Reproduce the material without any change, starting with the line that contains "For every instance of the curly" and going on through the line that contains "(1159, 145)", and include nothing else.

= Task material =

○ ○ ○ ○ ○ ○ ○

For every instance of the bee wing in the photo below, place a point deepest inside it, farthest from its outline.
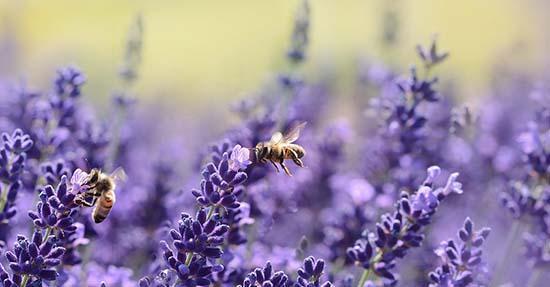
(119, 175)
(276, 138)
(294, 133)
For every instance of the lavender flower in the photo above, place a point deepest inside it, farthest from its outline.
(220, 186)
(56, 209)
(195, 241)
(309, 275)
(266, 277)
(34, 259)
(12, 162)
(240, 158)
(461, 262)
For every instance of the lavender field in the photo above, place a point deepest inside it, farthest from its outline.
(399, 175)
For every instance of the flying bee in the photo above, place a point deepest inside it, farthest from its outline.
(101, 191)
(281, 147)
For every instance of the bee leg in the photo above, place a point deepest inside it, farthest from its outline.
(82, 202)
(275, 165)
(282, 163)
(295, 159)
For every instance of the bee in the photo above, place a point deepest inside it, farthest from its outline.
(101, 191)
(281, 147)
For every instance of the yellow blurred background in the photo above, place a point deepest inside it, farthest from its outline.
(203, 51)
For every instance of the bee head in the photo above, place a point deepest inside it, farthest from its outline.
(261, 150)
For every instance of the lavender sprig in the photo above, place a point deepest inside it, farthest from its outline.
(461, 261)
(32, 260)
(12, 162)
(401, 230)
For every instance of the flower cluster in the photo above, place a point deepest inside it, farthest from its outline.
(401, 230)
(220, 186)
(460, 261)
(12, 163)
(196, 241)
(34, 259)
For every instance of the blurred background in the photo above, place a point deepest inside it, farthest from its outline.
(199, 53)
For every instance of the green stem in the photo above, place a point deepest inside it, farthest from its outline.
(364, 278)
(24, 280)
(503, 263)
(534, 278)
(4, 197)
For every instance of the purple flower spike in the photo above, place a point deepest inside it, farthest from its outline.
(240, 158)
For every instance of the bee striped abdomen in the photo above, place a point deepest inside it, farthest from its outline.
(103, 207)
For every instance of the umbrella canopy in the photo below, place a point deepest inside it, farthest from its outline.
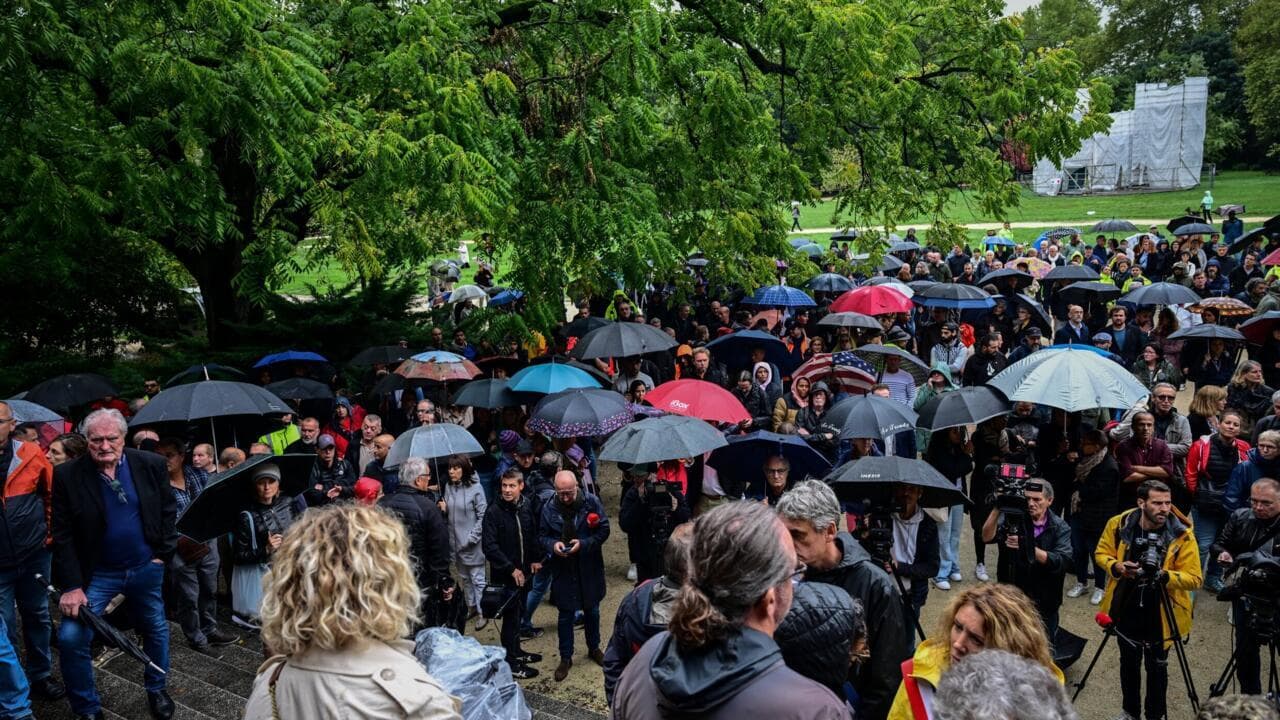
(842, 372)
(735, 350)
(488, 392)
(216, 510)
(830, 282)
(872, 417)
(964, 406)
(28, 411)
(622, 340)
(850, 320)
(1258, 329)
(1114, 226)
(1020, 278)
(69, 391)
(873, 478)
(1208, 331)
(1225, 306)
(1193, 228)
(1072, 273)
(551, 377)
(872, 300)
(1089, 291)
(439, 440)
(667, 437)
(698, 399)
(382, 355)
(1160, 294)
(744, 458)
(300, 388)
(289, 356)
(954, 296)
(209, 399)
(472, 292)
(1070, 378)
(580, 413)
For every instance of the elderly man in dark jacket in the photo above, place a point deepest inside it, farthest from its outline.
(510, 545)
(571, 531)
(114, 528)
(812, 514)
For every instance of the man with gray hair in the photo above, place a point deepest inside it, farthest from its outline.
(995, 684)
(810, 513)
(114, 528)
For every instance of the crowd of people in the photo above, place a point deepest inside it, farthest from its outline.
(755, 592)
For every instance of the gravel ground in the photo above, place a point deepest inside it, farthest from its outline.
(1208, 648)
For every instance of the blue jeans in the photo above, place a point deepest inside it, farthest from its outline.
(949, 542)
(590, 628)
(18, 584)
(141, 589)
(1207, 525)
(14, 692)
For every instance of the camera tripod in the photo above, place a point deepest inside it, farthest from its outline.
(1179, 648)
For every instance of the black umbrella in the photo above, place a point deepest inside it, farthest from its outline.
(1072, 273)
(871, 417)
(1089, 291)
(622, 340)
(439, 440)
(1208, 331)
(1114, 226)
(1161, 294)
(667, 437)
(1022, 278)
(488, 392)
(382, 355)
(69, 391)
(873, 478)
(964, 406)
(105, 632)
(216, 510)
(830, 282)
(1193, 228)
(300, 388)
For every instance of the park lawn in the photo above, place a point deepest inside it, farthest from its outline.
(1258, 192)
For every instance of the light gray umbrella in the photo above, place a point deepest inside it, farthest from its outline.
(667, 437)
(433, 441)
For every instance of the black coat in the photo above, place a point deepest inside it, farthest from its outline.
(80, 519)
(428, 534)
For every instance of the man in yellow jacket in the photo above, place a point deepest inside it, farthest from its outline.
(1133, 597)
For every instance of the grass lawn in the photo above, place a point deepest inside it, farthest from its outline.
(1257, 191)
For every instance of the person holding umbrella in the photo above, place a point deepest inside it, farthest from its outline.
(113, 529)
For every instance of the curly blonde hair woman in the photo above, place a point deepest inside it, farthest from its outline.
(987, 616)
(339, 597)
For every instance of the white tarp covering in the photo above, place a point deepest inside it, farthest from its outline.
(1159, 145)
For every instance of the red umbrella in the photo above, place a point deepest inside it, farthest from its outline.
(872, 300)
(698, 399)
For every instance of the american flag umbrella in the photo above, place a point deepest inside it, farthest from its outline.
(842, 370)
(872, 300)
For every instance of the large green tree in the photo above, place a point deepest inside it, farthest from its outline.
(595, 140)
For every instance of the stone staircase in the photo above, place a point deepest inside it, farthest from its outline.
(205, 688)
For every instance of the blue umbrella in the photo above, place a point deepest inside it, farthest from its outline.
(781, 296)
(289, 356)
(744, 458)
(735, 350)
(548, 378)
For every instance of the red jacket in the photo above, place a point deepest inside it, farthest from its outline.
(1197, 459)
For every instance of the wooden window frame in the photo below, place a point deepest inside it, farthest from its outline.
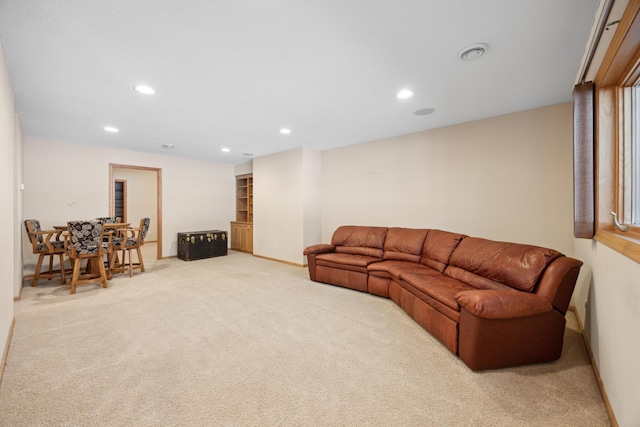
(620, 69)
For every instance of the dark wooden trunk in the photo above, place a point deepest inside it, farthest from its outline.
(202, 244)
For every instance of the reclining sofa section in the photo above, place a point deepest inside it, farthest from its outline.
(494, 304)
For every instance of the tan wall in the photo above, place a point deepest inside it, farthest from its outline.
(7, 207)
(278, 206)
(607, 298)
(505, 178)
(195, 195)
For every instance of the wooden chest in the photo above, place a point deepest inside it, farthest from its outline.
(202, 244)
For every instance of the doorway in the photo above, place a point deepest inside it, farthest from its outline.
(113, 172)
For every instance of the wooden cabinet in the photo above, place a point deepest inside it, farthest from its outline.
(242, 227)
(242, 236)
(244, 198)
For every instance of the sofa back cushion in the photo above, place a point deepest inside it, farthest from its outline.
(359, 240)
(404, 244)
(438, 247)
(486, 264)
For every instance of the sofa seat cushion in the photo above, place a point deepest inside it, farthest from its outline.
(404, 244)
(346, 261)
(440, 287)
(438, 247)
(359, 240)
(394, 269)
(486, 264)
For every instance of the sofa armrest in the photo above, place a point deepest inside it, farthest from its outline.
(497, 304)
(319, 249)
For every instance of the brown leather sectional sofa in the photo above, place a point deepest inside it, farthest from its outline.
(494, 304)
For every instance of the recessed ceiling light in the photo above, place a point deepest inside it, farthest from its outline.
(404, 94)
(424, 111)
(144, 89)
(472, 52)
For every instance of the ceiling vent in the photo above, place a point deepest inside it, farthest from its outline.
(472, 52)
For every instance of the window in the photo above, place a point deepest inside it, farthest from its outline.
(628, 164)
(632, 177)
(617, 86)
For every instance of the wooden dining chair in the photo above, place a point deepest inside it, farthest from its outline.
(85, 241)
(44, 244)
(131, 239)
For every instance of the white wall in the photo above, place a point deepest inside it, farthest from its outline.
(607, 298)
(505, 178)
(18, 138)
(8, 205)
(311, 202)
(278, 206)
(142, 198)
(195, 195)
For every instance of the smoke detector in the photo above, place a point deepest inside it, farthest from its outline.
(472, 52)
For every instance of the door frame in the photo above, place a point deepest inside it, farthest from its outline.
(158, 171)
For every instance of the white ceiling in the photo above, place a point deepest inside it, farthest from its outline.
(231, 73)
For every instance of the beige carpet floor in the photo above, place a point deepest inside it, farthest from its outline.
(242, 341)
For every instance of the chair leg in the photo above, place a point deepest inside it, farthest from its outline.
(140, 261)
(103, 273)
(36, 275)
(62, 280)
(50, 267)
(130, 264)
(75, 275)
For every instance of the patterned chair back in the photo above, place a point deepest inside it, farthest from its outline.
(86, 236)
(109, 219)
(144, 225)
(33, 225)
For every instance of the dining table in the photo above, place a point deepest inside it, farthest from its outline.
(112, 225)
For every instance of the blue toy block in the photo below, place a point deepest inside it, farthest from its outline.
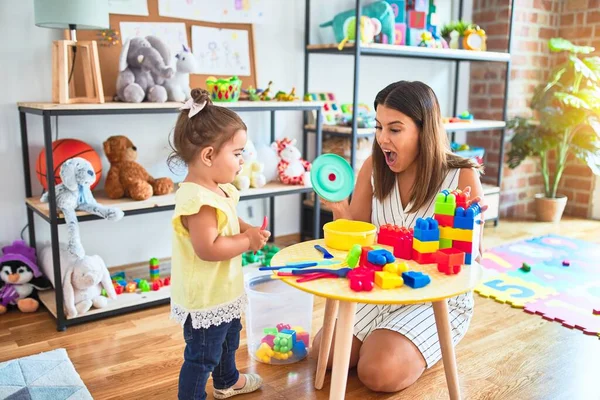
(380, 257)
(465, 219)
(427, 230)
(290, 332)
(468, 258)
(299, 350)
(416, 279)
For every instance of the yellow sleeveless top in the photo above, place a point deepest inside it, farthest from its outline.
(209, 292)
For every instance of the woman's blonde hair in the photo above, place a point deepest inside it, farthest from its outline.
(417, 101)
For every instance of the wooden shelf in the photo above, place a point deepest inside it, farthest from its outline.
(378, 49)
(162, 203)
(123, 303)
(475, 125)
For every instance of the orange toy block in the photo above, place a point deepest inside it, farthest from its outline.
(388, 280)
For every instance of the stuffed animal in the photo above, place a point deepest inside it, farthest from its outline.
(143, 70)
(293, 170)
(74, 194)
(127, 178)
(178, 87)
(82, 280)
(251, 174)
(20, 277)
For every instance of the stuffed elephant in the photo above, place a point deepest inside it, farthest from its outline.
(82, 279)
(143, 70)
(178, 87)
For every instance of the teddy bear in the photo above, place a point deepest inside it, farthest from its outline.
(128, 178)
(251, 174)
(293, 170)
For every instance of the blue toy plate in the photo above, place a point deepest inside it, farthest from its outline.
(332, 177)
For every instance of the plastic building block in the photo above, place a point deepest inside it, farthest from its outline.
(465, 218)
(270, 331)
(380, 257)
(445, 203)
(361, 279)
(427, 230)
(268, 340)
(388, 280)
(264, 353)
(444, 220)
(416, 279)
(281, 327)
(396, 268)
(424, 258)
(283, 342)
(302, 337)
(426, 247)
(445, 243)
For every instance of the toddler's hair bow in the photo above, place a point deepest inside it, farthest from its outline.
(194, 107)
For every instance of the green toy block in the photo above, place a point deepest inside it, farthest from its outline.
(445, 243)
(445, 203)
(271, 331)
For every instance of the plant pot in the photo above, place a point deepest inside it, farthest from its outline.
(549, 210)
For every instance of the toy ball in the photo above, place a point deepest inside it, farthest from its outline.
(62, 150)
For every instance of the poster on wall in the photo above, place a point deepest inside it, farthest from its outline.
(128, 7)
(172, 33)
(221, 51)
(223, 11)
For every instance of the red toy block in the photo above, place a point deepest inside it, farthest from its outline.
(361, 279)
(424, 258)
(466, 247)
(444, 220)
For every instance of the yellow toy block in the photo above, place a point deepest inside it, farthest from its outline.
(426, 247)
(388, 280)
(396, 268)
(463, 235)
(264, 353)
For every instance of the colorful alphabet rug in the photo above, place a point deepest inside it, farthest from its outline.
(552, 276)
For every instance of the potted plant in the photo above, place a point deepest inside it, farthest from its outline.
(566, 121)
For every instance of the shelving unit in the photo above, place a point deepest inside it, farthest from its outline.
(357, 50)
(53, 300)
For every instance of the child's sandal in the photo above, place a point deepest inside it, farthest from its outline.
(253, 382)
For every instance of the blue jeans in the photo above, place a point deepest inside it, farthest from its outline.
(209, 350)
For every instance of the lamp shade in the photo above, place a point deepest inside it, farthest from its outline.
(59, 14)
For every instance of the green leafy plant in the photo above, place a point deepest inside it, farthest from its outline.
(567, 110)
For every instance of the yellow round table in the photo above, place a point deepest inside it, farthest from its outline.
(342, 300)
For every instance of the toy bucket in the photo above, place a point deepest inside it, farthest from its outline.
(278, 320)
(342, 234)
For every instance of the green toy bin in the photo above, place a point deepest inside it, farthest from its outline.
(278, 320)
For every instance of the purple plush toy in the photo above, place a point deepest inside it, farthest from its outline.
(20, 277)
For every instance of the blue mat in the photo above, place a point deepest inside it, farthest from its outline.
(44, 376)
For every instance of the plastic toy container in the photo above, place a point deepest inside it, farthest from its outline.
(278, 320)
(342, 234)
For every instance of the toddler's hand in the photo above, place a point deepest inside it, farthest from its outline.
(257, 238)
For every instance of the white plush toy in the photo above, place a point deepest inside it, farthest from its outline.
(251, 174)
(178, 87)
(82, 278)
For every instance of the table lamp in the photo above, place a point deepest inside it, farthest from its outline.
(73, 15)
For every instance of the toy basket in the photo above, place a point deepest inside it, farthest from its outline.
(224, 90)
(278, 320)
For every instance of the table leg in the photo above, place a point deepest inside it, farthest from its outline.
(331, 309)
(440, 311)
(343, 347)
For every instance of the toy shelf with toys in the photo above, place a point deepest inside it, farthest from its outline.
(139, 292)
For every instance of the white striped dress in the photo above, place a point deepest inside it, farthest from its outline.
(416, 322)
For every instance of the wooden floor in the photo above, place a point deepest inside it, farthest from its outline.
(506, 354)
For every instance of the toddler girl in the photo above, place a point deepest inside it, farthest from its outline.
(207, 284)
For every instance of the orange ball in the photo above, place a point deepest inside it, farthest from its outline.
(62, 150)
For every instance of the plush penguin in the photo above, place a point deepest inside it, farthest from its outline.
(20, 277)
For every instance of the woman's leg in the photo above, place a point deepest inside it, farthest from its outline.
(389, 362)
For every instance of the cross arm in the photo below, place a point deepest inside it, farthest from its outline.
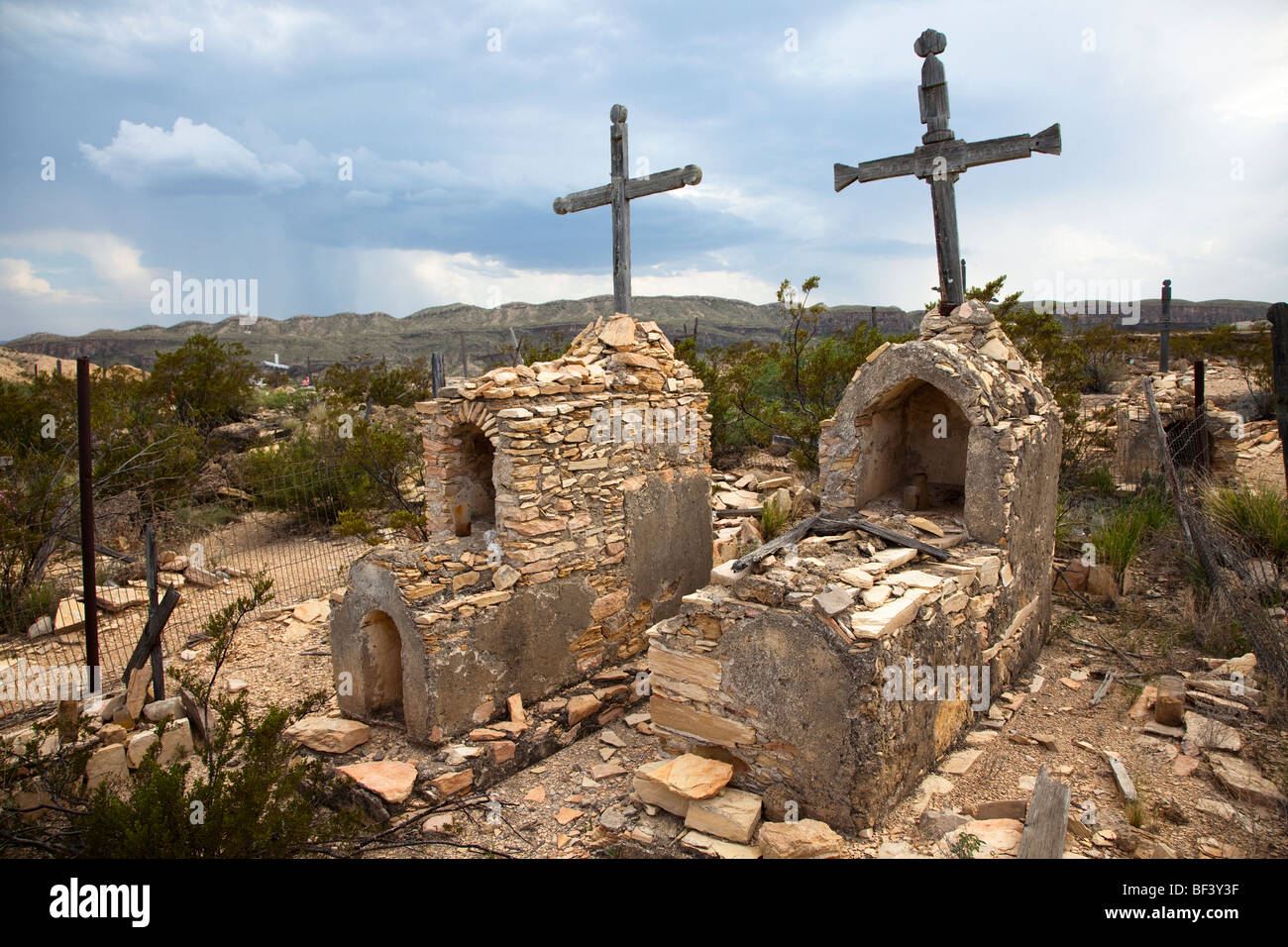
(635, 187)
(956, 157)
(898, 166)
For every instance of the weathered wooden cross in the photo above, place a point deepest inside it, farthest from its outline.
(941, 158)
(619, 192)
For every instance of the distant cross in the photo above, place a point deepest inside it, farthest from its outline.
(619, 192)
(1164, 329)
(941, 158)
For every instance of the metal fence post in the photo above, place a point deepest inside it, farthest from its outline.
(84, 436)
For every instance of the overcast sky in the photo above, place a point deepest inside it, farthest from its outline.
(213, 140)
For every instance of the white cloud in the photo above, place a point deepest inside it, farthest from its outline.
(191, 155)
(20, 277)
(403, 281)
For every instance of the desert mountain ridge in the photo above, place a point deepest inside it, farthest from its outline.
(485, 333)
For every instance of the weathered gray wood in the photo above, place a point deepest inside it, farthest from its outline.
(196, 714)
(1122, 777)
(1046, 823)
(621, 213)
(1104, 688)
(635, 187)
(151, 631)
(1278, 316)
(827, 525)
(1164, 330)
(795, 535)
(947, 252)
(1201, 549)
(940, 158)
(619, 192)
(150, 541)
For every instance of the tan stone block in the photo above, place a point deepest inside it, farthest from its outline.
(730, 814)
(451, 784)
(695, 669)
(686, 719)
(804, 839)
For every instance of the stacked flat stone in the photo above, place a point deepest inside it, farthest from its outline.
(1232, 437)
(782, 668)
(545, 590)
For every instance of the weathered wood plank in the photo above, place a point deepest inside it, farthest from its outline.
(842, 525)
(1046, 823)
(940, 158)
(618, 192)
(635, 187)
(1104, 688)
(795, 535)
(1122, 777)
(153, 631)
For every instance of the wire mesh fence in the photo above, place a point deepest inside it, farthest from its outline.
(215, 531)
(1235, 531)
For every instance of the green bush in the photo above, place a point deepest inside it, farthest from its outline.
(787, 386)
(361, 379)
(250, 793)
(320, 474)
(1120, 539)
(1257, 514)
(204, 380)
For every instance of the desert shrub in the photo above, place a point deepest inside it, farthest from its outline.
(1257, 514)
(787, 386)
(1103, 350)
(318, 474)
(364, 380)
(204, 380)
(1100, 480)
(1120, 539)
(249, 793)
(773, 519)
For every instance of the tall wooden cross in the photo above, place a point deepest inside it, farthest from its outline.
(941, 158)
(619, 192)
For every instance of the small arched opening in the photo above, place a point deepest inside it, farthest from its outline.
(912, 447)
(471, 487)
(381, 660)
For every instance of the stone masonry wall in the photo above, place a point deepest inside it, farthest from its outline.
(784, 669)
(601, 523)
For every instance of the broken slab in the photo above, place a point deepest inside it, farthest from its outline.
(804, 839)
(329, 735)
(1244, 781)
(730, 814)
(390, 780)
(721, 848)
(1207, 733)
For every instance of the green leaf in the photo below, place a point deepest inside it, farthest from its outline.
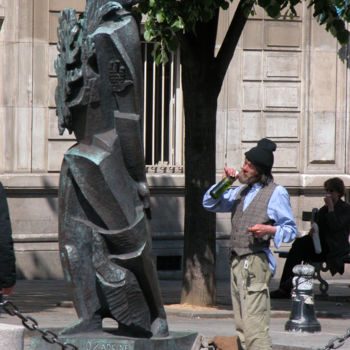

○ ○ ○ ○ ○ ○ ○

= Complete response =
For every instance of the curly blonde hair woman in the photo above, place a point deepest inside it, farthest from its outline.
(987, 616)
(339, 597)
For every instance of the white tarp covering in the photo above, place a point deepest inside it, farthest from its outline.
(1159, 145)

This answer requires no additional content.